- Passage given:
I have seen the future of CMDBf

I got a sneak peak at CMDBf v2 today.

I am calling it v2 based on the assumption that the one being currently standardized in DMTF will end up being called 1.0 (because it’s the first one out of DMTF) or 1.1 (to prevent confusion with the submitted version).

At the Semantic Technology Conference, David Booth from HP presented his work (along with his partner, Steve Battle from HP Labs) to provide a SPARQL front-end to HP’s Universal CMDB (the engine under what was the Mercury MAM product). Here are the slides.

The mapping from SPARQL to TQL (the native query interface for UCMDB) was made pretty easy by the fact that TQL is a graph-oriented query language. How much harder would it be to similarly transform a CMDBf (v1) query interface into a SPARQL query interface (and vice-versa)? Not much. The only added difficulty would come from the CMDBf XPath constraints. TQL has a property value mechanism that is very similar to CMDBf’s “propertyValue” constraint and maps well to SPARQL functions. The introduction of XPath as a constraint language in CMDBf makes things harder. It could be handled by adding XPath support to the SPARQL engine using function extensibility. Or by turning the entire XML into RDF and emulating XPath in SPARQL. But in either case, you’ll have impedence mismatch at some point because concepts such as element order that exist in XPath have no native equivalent in RDF.

The use of XPath in selectors on the other hand is not a problem. HP’s prototype uses Gloze (available as a Jena package) to turn the XML returned by UCMDB into RDF. An XSLT transform could turn that same XML into a CMDBf-valid XML response instead and that XSLT could easily handle the XPath selectors from the query request. This is another reason why constraints and selectors should remain separate in CMDBf (fortunately the specification is back to doing this properly).

Here is why I call this prototype CMDBf v2: The CMDBf effort (v1 or 1.1), in its current form of re-inventing a graph query, can succeed. Let’s assume the working group strikes a reasonable balance between completeness and complexity, and vendors choose to compete on innovation and execution rather than lock-in (insert cynical comment here). CMDBf may then end up being supported by the main CMDB vendors. It wouldn’t provide federation capabilities, but having a common CMDB query interface supported by the Big Four would help with management integration. And yet, while the value would be real, it would only provide a little help to solve a larger problem:

  • As a technology limited to IT systems management, it would be unlikely to see widely available tools (e.g. user consoles and language-specific libraries).

- Work to be completed: Duplicate the part of the CMDBf post that begins at the words "I got a sneak" and stops after "the submitted version).", word for word.

- Data excerpt:
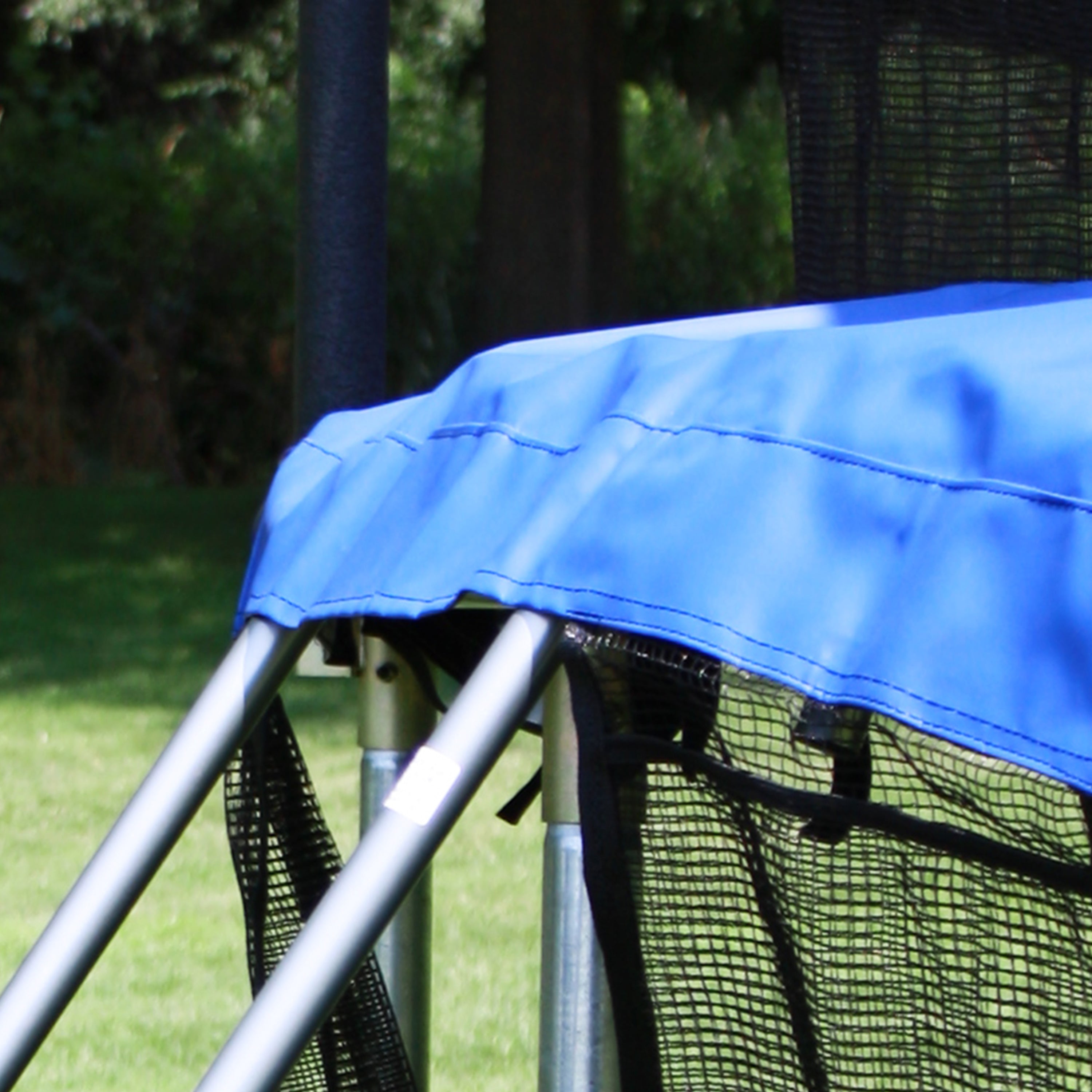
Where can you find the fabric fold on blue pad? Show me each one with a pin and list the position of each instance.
(885, 503)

- The output:
I got a sneak peak at CMDBf v2 today.

I am calling it v2 based on the assumption that the one being currently standardized in DMTF will end up being called 1.0 (because it’s the first one out of DMTF) or 1.1 (to prevent confusion with the submitted version).